[Dataset entries]
#####
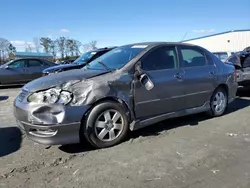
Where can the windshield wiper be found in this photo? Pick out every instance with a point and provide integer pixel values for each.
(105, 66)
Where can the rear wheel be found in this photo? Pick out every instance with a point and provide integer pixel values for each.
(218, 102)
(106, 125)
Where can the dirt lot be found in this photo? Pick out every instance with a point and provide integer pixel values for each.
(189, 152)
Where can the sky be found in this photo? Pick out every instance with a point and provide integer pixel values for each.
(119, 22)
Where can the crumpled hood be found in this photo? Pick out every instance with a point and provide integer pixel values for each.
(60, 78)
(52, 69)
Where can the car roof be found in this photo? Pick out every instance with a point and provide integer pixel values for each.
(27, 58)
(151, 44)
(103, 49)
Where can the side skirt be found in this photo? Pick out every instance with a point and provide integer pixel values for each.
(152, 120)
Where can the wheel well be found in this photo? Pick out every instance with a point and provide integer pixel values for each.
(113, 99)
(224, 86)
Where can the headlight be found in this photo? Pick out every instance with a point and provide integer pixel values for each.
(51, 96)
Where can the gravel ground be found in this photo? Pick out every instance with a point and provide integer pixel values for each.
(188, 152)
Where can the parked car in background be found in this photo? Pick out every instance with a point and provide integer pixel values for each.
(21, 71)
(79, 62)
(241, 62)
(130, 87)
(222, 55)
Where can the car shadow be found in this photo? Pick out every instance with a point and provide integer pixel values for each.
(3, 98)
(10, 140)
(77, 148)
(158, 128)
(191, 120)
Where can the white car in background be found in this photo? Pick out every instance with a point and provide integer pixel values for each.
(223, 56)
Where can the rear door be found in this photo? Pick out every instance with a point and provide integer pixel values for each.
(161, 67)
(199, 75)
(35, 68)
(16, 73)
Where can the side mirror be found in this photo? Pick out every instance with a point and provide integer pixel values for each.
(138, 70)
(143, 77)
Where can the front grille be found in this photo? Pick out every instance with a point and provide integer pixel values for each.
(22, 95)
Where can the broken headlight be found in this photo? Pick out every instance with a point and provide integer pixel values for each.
#####
(REQUIREMENT) Please print each record above again exactly, but omit any pictures.

(TASK RESULT)
Where can the windshield wiper be found in this photo? Pick out every instance with a point and provide integer pixel values for each.
(105, 66)
Where can the rear wheel be found in this photo? Pick out every instance with a point and provide integer pixel values for each.
(218, 102)
(106, 125)
Where can the dirt lot be found in this photo? Pick out every instance with a point and provide integer pixel values for each.
(189, 152)
Where can the sky be found in this photo? Pick out every instance with a point and provide integer pixel values for each.
(119, 22)
Where can the crumpled hood be found in this photo? Pick out every instance with a point and provide integer pixel values for each.
(60, 78)
(52, 69)
Where can the car roof be found in this photo? Pick out every instance with a point and provide integer pixel values for each.
(27, 58)
(151, 44)
(103, 49)
Where can the side skirt be found in this photo? Pick out every instance with a point and provide integer pixel values for each.
(152, 120)
Where can the wheel well be found in this photo? Pick out every instance with a point and provide integer pixel values for each.
(113, 99)
(224, 86)
Where can the headlight be found in this photo? Pick out every instance with a point and provide integer pixel values for each.
(51, 96)
Where can the gravel ground be found in this photo? Pick out every instance with a point and provide integer pixel values for each.
(188, 152)
Where can the parked car in background be found in this photo? Pick out every instance with a point and provide integer pixel values for each.
(21, 71)
(79, 62)
(241, 62)
(130, 87)
(222, 55)
Where can the car shadow be found in this photo? Pick out every instance with a point and provide integer pixel values for each.
(3, 98)
(10, 140)
(77, 148)
(158, 128)
(191, 120)
Where can the white car in background be found in this photo? Pick out every instance with a point and provide integer pixel values for each.
(223, 56)
Where can the rear door be found in this photo? Pick out every instance with a point and provide integer pixel values for each.
(161, 67)
(199, 75)
(35, 68)
(16, 73)
Where can the side mirror be found in this photo? Pick out every instance with a point and provide integer pixel values for each.
(138, 70)
(143, 77)
Where can the front grille be found in this photo? Pick out every instance with a point and provide integer pixel values for each.
(22, 95)
Where can the broken headlight be found in this photo? Pick out every instance with a point and provide integer pixel values for each.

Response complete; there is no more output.